%%

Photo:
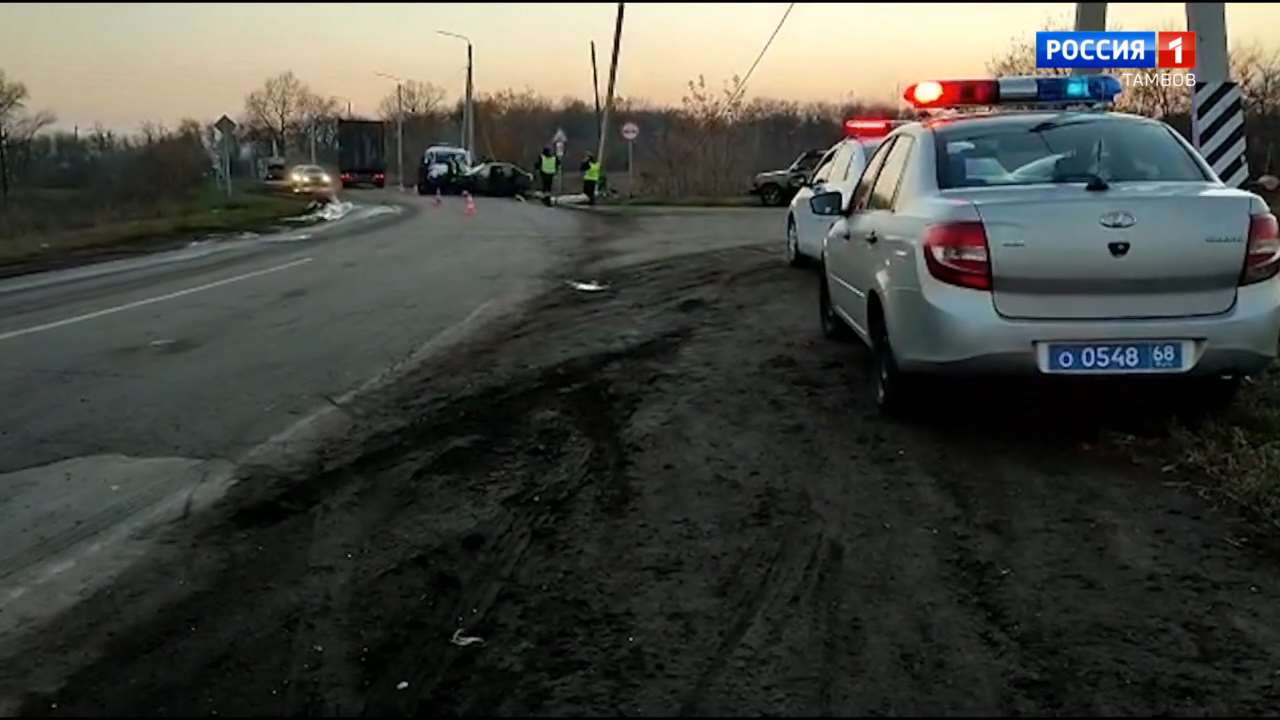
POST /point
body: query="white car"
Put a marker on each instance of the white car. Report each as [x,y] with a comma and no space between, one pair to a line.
[1048,241]
[839,169]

%%

Short problem:
Please transcribe the material above line for line, leaving the pictures out.

Task output:
Photo:
POST /point
body: query="white car"
Put a marker on each instance of the white car. Report each as [x,y] with a comma and no space between, one pair to a line.
[1048,241]
[839,169]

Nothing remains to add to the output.